[Items from a data source]
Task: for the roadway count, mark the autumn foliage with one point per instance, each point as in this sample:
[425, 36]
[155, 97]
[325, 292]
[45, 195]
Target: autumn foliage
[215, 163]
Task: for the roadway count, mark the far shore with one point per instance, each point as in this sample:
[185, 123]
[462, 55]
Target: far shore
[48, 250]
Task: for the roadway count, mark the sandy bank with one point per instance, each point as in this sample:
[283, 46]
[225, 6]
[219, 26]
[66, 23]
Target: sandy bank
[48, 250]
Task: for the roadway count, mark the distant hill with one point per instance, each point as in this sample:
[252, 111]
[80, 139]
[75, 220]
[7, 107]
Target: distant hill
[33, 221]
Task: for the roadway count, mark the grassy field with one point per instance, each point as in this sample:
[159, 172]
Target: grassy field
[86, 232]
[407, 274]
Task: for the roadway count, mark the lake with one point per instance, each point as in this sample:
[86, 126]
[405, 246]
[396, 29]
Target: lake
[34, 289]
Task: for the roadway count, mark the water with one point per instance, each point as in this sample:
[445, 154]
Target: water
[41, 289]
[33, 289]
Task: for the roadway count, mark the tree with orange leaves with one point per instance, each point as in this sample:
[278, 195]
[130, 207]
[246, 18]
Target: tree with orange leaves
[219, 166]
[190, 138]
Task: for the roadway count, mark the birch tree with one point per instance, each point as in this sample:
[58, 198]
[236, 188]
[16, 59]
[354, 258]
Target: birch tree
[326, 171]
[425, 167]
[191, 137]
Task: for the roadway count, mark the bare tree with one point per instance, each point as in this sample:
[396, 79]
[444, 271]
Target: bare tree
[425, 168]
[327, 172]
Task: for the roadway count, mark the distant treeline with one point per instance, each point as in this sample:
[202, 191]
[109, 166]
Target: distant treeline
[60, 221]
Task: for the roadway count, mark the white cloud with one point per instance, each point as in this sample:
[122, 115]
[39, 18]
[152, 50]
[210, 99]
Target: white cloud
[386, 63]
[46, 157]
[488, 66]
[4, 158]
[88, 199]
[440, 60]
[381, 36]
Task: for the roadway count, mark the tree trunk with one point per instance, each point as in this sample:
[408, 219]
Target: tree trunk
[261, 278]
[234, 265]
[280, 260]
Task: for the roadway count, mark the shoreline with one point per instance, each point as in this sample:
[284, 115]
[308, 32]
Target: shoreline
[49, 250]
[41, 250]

● EXERCISE:
Return the lines above, from the one containing "Task: for the roadway count, mark the bare" to the end, exactly as they stand.

● ANSWER BELOW:
Task: for the roadway count, mark the bare tree with one point per instance, each point as in this sample:
[396, 79]
[444, 271]
Target: bare tree
[425, 168]
[327, 172]
Task: for the roadway count, mark the distant treeline with one point per instance, each point as in this sample:
[202, 191]
[109, 166]
Target: distant treeline
[60, 221]
Task: for the roadway count, mark the white cloud with one point per instance, each point as in this sample:
[122, 115]
[39, 18]
[152, 50]
[210, 99]
Target: white cloud
[386, 63]
[46, 157]
[488, 66]
[4, 158]
[88, 199]
[440, 60]
[381, 36]
Task: for the roadway count, mark the tree trunk with one point per instance, each point as in this sample:
[408, 219]
Target: tree trunk
[261, 278]
[234, 265]
[280, 260]
Task: for the roadway count, mark the shoreline with one point per instance, each point as in this sample:
[284, 115]
[308, 32]
Target: shoreline
[49, 250]
[41, 250]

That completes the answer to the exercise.